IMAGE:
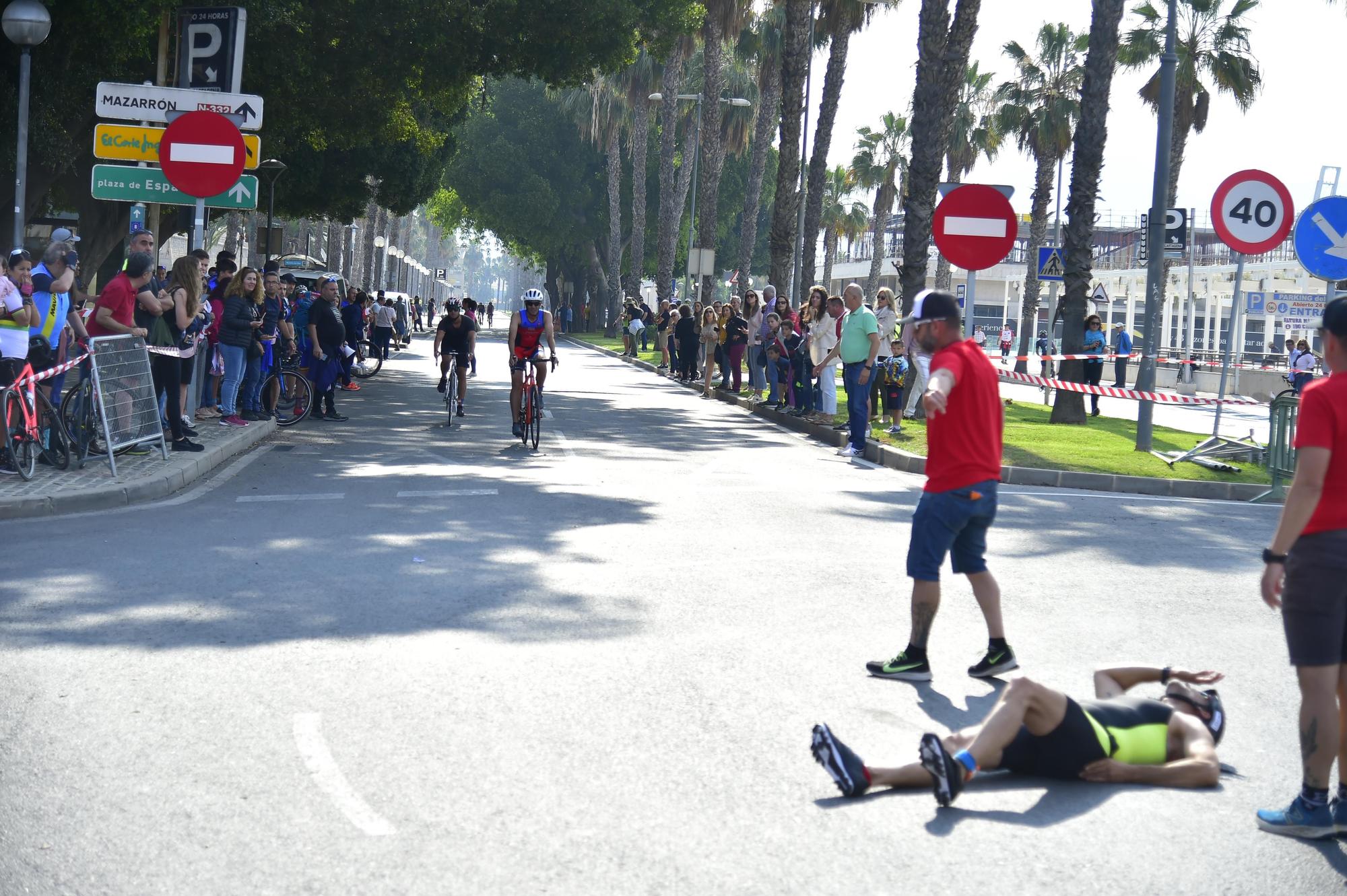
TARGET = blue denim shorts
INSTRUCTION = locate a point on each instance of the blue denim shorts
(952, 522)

▬▬▬▬▬▬▬▬▬▬

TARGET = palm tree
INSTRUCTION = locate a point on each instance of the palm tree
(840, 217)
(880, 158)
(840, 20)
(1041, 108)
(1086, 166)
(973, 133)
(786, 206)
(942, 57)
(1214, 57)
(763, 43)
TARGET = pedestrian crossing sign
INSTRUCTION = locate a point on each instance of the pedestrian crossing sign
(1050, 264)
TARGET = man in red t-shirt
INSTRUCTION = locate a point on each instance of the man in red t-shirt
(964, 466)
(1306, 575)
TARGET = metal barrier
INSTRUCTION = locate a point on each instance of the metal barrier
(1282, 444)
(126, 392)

▬▬▬▬▬▬▬▬▬▬

Job:
Please report how many lines of the records above contain the word "barrier". Give the number alone.

Result of the exercise:
2